:: EXCERPTED RECORDS ::

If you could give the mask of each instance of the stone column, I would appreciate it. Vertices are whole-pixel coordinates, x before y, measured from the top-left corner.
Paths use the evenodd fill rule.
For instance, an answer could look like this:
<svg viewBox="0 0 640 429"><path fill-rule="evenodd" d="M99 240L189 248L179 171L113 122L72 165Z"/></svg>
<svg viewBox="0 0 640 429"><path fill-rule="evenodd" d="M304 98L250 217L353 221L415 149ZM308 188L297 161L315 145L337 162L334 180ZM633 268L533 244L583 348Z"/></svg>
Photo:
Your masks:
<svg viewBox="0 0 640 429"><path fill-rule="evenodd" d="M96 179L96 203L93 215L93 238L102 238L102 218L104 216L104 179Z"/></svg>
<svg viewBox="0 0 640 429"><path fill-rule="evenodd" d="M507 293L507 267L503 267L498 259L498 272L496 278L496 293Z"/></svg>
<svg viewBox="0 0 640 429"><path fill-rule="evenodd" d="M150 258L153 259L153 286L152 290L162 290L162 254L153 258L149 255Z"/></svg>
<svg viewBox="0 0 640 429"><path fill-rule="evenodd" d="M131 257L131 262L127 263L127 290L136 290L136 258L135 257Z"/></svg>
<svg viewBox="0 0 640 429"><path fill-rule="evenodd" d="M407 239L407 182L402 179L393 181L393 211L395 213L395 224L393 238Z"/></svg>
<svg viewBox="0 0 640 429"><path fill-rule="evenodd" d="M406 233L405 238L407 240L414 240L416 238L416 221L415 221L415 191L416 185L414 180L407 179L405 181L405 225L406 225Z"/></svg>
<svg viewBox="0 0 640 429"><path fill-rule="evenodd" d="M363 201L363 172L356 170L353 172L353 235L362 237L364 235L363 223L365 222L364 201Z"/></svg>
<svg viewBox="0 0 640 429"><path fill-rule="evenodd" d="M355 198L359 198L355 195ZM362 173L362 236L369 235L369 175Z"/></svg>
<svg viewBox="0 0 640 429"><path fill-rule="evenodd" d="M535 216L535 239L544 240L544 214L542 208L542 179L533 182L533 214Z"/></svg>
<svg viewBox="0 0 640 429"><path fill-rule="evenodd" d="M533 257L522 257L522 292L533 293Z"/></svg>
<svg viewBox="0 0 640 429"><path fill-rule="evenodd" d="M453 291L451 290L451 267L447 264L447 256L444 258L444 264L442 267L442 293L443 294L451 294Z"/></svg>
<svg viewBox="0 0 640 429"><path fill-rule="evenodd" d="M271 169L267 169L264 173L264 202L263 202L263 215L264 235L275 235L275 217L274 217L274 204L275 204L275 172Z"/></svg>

:::

ASSIGNMENT: Among the lines of the material above, tally those containing "could" and respond with the total only.

EXERCISE SOLUTION: 2